● Task statement:
In the listing below, substitute "density-map build" for "heat-map build" in the stretch from the line containing "of the cloud" through the line containing "point(30, 260)". Reproduce only those lines, with everything else left as it stands.

● Records for this exercise:
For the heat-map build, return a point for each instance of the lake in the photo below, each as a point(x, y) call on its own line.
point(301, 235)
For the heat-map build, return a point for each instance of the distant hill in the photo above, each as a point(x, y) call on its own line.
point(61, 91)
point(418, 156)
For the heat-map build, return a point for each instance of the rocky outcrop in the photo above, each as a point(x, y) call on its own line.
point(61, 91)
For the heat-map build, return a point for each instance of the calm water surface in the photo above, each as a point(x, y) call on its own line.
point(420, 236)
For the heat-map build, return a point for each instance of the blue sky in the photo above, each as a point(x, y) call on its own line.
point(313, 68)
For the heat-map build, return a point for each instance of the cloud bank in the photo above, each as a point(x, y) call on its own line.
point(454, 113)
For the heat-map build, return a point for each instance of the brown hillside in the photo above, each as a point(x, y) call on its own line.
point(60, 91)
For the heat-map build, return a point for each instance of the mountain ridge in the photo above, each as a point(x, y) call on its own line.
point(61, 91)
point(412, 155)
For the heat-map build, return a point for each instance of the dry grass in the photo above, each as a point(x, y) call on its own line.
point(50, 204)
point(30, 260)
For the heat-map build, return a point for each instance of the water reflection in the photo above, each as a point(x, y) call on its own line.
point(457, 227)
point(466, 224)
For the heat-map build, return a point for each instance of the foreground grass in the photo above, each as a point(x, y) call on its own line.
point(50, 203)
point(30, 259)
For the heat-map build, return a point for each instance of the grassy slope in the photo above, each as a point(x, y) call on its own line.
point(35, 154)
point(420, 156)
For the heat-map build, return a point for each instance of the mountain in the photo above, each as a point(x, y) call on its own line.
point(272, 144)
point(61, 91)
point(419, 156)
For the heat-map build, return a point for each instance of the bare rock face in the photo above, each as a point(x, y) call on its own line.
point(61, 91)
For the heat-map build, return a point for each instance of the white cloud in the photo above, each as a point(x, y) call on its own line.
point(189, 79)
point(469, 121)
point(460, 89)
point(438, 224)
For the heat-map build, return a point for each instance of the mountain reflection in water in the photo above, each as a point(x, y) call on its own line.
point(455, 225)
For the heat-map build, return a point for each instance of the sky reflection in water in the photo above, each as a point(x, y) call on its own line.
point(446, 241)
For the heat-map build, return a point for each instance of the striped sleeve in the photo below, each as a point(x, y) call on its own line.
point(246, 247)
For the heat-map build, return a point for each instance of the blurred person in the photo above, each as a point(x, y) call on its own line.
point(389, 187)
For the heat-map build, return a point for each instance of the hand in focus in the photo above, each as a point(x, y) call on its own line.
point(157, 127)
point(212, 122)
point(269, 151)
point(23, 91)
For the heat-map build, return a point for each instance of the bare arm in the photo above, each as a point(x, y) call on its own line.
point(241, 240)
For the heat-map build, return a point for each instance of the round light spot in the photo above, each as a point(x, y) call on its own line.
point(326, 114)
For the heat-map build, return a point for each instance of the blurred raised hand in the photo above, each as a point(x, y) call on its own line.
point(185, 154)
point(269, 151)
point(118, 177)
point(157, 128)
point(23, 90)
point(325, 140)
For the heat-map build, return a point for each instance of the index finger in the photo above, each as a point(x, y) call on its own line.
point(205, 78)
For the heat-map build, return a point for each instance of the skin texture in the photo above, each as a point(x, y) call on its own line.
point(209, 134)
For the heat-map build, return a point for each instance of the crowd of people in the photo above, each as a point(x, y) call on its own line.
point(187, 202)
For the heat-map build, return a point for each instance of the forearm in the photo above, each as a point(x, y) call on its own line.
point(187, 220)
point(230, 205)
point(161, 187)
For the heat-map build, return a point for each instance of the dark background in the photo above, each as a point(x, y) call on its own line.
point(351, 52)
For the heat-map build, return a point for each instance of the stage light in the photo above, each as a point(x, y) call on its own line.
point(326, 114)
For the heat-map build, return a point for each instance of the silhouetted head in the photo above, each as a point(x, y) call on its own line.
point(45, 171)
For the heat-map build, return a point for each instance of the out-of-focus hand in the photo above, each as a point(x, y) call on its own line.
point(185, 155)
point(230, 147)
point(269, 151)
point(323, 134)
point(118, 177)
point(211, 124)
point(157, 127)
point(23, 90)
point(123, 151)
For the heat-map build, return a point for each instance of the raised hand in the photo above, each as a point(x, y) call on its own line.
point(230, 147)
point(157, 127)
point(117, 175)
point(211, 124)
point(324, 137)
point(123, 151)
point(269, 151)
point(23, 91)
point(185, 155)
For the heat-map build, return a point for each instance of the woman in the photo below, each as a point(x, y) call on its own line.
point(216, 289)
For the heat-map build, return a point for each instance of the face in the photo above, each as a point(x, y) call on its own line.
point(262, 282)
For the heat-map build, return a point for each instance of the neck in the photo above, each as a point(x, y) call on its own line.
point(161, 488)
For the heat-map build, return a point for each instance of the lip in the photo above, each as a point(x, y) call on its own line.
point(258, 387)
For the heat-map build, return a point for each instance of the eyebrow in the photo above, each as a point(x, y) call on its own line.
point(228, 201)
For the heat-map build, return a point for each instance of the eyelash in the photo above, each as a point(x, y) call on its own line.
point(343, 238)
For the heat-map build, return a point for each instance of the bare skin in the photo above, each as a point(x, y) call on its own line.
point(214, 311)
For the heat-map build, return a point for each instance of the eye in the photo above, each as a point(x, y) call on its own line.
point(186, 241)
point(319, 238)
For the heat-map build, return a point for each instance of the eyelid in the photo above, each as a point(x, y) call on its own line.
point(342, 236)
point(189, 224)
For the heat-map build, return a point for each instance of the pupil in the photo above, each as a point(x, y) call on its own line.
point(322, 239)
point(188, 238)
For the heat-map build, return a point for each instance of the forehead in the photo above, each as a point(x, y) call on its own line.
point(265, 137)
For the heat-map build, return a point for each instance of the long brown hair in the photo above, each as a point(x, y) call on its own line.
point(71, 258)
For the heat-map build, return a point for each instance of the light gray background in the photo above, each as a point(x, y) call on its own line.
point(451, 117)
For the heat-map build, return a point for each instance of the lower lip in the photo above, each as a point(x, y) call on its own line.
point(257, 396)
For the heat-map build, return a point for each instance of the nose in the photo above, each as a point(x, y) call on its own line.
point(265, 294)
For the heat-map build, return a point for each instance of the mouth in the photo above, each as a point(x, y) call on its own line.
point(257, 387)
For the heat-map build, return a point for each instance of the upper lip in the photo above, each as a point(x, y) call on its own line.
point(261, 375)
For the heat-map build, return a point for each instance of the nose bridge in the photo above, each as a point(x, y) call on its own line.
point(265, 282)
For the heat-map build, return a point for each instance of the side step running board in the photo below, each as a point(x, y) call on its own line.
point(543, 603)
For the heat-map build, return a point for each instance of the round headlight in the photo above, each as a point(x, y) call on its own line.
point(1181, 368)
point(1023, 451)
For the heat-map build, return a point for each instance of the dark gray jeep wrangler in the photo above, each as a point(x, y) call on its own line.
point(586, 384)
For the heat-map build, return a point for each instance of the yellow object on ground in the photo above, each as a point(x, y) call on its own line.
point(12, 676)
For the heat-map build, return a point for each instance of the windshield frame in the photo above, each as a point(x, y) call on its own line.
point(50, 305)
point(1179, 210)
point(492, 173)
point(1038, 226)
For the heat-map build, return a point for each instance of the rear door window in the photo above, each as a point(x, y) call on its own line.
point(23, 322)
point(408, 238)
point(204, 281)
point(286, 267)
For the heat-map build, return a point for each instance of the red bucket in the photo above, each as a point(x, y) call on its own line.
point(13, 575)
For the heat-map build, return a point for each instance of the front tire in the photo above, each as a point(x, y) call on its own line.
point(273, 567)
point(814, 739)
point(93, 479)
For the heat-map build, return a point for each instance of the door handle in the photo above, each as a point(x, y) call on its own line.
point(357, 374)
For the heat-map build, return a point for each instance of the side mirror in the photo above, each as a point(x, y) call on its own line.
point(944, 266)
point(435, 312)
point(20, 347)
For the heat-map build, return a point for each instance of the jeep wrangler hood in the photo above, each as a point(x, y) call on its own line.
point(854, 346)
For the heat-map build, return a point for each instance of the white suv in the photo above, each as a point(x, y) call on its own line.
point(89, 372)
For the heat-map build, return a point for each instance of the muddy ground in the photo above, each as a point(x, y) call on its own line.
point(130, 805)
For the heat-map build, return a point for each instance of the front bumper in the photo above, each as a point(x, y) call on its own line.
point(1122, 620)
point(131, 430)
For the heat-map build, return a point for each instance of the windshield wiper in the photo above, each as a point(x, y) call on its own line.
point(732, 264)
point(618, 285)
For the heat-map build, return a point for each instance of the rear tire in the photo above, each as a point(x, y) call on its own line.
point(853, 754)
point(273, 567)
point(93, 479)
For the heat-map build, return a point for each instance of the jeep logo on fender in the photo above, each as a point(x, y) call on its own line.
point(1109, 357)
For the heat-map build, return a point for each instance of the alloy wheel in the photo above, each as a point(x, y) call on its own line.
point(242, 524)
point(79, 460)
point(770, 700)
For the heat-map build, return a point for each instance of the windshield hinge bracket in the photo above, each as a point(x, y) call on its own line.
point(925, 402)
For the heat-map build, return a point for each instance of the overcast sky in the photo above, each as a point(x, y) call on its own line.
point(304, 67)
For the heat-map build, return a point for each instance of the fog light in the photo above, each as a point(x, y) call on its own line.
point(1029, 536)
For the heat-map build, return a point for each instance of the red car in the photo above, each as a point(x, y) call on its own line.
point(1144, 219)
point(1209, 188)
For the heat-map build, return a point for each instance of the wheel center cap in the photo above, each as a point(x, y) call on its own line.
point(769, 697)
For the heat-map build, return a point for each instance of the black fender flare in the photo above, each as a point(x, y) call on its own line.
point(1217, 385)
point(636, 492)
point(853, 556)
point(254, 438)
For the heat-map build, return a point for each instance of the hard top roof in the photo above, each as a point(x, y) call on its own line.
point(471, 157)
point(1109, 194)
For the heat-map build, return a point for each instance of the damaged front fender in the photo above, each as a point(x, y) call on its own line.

● Solution to the problem:
For the density-map build, return a point for each instance of the cloud bank in the photo above, each as a point(x, y) call on its own line.
point(454, 113)
For the density-map build, return a point for each instance of the brown hillside in the photo above, each as a point(x, y) call on its own line.
point(60, 91)
For the density-map build, return a point for each instance of the mountain ridge in the photo above, each as a point(x, y) call on its own line.
point(61, 91)
point(412, 155)
For the density-map build, return a point for each instance of the dry grass in the photo above, each as a point(x, y) call on its own line.
point(50, 204)
point(30, 260)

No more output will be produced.